Technical specifications
- Chassis: Carbon fiber monocoque
- Length: 4670 mm
- Width: 1990 mm
- Height: 1000 mm
- Engine: Toyota R32V and R36V 3.2 liter or 3.6 liter V8 Twin-turbo
- Transmission: 5-speed manual
- Tyres: Bridgestone Dunlop

Competition history
- Notable entrants: Toyota Team TOM's Toyota Team SARD
- Notable drivers: Geoff Lees Hitoshi Ogawa Johnny Dumfries Pierre-Henri Raphanel Roland Ratzenberger
- Debut: 1990 500 km of Fuji
- Last season: 1991
| Races | Wins | Poles |
| 18 | 1 | 4 |
- Constructors' Championships: 0
- Drivers' Championships: 0

= Toyota 90C-V =

The Toyota 90C-V was a racing car built by Toyota, developed as a Group C1 car. It took part in the All Japan Sports Prototype Championship, the World Sportscar Championship, and at the 24 Hours of Le Mans.

• WORK ORDER: Copy the Toyota 90C-V text verbatim from "The Toyota 90C-V" to "of Le Mans.".

• DATA SUPPLIED:
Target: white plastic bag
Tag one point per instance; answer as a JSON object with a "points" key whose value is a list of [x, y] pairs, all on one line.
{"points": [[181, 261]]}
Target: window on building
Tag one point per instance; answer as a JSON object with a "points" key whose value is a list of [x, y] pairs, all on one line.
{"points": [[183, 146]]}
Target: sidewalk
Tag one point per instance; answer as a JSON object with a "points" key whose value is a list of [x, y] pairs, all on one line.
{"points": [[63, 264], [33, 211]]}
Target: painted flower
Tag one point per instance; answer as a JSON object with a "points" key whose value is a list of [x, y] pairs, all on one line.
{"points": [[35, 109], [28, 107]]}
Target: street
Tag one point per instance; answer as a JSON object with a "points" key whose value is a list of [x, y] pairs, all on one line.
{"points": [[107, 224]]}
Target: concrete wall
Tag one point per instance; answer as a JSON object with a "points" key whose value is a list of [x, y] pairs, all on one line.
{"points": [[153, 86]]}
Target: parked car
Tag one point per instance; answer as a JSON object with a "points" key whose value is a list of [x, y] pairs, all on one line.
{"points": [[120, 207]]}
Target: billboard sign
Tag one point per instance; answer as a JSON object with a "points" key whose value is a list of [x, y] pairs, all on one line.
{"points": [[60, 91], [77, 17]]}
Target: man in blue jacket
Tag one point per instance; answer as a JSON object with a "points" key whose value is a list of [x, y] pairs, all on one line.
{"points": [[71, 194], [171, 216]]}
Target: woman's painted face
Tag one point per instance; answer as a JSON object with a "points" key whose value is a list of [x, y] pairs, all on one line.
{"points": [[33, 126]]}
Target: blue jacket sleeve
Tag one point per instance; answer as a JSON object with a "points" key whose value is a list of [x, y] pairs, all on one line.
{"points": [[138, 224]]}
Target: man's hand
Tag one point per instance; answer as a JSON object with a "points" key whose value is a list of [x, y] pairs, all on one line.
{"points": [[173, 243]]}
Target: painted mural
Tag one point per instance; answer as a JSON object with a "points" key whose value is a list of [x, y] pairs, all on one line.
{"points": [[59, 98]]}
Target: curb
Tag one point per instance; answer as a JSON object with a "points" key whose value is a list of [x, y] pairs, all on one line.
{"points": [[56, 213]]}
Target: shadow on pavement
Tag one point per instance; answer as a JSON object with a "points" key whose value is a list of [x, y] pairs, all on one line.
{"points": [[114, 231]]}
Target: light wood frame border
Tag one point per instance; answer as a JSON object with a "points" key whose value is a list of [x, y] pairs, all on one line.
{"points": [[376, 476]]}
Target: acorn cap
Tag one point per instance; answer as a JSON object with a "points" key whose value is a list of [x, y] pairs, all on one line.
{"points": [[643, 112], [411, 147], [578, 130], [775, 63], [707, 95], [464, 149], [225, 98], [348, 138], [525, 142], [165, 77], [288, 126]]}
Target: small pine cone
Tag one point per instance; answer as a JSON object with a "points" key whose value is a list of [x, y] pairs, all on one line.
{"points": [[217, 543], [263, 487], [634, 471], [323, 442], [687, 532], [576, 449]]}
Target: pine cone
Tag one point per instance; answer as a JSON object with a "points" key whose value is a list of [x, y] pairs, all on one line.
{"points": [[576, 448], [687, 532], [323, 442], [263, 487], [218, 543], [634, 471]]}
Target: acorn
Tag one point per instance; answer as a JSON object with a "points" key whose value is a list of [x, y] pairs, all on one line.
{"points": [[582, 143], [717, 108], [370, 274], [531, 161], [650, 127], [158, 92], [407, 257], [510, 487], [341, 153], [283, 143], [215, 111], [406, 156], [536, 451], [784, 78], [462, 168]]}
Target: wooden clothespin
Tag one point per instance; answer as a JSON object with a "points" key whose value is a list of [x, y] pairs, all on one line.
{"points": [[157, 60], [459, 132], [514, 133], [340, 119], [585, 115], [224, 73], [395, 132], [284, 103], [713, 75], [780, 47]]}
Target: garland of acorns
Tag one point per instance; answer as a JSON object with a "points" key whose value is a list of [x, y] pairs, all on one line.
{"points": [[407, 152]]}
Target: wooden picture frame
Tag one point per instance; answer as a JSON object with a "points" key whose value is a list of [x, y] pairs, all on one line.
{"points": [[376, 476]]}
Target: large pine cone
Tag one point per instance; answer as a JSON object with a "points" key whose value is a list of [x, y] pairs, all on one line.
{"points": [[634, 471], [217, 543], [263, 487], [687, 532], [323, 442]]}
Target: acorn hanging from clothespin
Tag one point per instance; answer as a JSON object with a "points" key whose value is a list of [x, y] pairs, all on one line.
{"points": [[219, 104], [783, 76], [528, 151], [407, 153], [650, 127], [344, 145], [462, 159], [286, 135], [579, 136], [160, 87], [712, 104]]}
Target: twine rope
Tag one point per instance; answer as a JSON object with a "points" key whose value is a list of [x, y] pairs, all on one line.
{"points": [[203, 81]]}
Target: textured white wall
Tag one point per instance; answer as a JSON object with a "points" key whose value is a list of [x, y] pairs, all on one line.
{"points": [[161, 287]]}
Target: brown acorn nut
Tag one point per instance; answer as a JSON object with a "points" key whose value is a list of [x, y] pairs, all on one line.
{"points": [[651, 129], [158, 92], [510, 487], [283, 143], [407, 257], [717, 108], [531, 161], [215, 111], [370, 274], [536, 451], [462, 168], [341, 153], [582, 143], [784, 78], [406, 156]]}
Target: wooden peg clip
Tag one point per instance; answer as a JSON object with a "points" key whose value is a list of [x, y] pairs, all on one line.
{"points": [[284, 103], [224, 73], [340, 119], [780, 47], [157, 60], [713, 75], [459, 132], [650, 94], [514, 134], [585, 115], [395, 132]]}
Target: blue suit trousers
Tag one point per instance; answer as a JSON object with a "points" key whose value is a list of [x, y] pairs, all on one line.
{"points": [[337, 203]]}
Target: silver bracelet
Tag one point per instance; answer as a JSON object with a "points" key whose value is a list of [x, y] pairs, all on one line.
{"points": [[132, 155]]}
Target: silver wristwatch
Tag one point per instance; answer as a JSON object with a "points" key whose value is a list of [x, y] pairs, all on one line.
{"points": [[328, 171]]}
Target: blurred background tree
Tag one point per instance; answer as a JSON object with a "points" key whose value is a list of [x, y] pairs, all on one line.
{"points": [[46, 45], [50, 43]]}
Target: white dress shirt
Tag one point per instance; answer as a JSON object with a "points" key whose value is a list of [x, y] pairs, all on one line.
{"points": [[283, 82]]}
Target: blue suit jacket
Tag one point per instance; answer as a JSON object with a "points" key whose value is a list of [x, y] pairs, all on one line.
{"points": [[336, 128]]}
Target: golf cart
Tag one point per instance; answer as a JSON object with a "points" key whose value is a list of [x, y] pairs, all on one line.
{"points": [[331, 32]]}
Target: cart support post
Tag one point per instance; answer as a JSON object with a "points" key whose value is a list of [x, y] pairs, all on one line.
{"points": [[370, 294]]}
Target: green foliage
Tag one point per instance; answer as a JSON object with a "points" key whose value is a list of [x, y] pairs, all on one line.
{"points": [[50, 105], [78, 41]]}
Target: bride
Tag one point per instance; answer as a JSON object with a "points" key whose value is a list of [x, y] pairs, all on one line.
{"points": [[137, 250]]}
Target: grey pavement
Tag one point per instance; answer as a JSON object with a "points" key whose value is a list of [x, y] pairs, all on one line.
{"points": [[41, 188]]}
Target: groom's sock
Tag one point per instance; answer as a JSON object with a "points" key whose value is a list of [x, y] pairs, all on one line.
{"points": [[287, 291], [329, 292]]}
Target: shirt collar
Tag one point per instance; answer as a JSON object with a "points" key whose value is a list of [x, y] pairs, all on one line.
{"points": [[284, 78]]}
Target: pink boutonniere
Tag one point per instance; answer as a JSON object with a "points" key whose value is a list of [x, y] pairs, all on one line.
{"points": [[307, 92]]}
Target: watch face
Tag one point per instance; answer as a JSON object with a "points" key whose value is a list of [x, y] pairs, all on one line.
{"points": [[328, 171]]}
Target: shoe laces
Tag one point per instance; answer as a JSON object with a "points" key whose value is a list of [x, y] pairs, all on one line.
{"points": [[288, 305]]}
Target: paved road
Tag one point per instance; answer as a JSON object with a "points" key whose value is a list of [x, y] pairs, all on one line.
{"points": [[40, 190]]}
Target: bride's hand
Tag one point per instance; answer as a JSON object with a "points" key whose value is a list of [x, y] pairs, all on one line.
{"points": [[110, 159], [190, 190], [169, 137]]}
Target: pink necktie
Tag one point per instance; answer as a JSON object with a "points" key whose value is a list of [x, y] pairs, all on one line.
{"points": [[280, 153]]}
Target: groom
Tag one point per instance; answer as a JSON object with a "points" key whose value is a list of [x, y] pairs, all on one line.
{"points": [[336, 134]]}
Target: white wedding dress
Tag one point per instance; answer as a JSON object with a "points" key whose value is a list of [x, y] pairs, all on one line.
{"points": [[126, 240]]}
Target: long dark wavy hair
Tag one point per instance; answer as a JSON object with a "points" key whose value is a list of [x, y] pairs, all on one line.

• TASK ANSWER:
The Toyota 90C-V was a racing car built by Toyota, developed as a Group C1 car. It took part in the All Japan Sports Prototype Championship, the World Sportscar Championship, and at the 24 Hours of Le Mans.